**TASK GOAL:**
Change "largest disc" to "biggest circle" in the rows, starting at the line that has "TARGET: the eyebrow" and stopping after the last row, and give those lines back with nothing else altered.

* begin *

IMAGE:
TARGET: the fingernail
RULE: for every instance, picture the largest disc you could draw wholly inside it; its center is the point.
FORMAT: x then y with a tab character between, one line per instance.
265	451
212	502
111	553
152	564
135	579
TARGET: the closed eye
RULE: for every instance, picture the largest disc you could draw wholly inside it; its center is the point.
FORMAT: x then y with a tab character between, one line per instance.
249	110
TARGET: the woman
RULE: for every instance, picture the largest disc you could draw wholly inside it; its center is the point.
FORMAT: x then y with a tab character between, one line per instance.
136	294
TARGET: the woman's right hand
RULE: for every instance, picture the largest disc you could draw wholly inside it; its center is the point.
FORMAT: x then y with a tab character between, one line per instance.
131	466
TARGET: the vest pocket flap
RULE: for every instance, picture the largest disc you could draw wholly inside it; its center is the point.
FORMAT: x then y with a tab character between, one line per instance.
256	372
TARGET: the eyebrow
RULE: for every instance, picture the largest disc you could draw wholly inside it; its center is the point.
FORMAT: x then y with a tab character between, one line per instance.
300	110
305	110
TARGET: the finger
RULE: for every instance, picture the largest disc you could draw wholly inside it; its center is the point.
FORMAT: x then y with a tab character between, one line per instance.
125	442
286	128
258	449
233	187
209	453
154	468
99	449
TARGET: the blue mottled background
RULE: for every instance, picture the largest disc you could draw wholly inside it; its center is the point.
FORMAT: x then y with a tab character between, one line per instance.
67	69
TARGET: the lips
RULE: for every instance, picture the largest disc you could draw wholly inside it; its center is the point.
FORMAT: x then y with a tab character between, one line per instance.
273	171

* end *

**WRITTEN ANSWER:**
TARGET: the eyebrow
RULE: for every instance, picture the biggest circle you could draw wholly inside it; its center is the point.
FORMAT: x then y with a tab character between, one line per instance.
300	110
305	110
TARGET: the finger
RULE: for every instance, picture the biggest circle you could draw wholly inside it; its center is the point.
FORMAT: x then y with a tab character between, one line per instance.
125	442
286	128
258	449
233	187
209	453
154	468
99	449
TARGET: the blue mottled background
RULE: for every instance, picture the biggest circle you could draw wholly inside it; its center is the point.
FORMAT: x then y with a tab character between, one line per instance.
67	69
TARGET: the lips
RULE: for every instance, picture the biggest circle you could draw wholly inside it; its center is the point.
FORMAT: x then y with a tab character between, one line per instance.
273	171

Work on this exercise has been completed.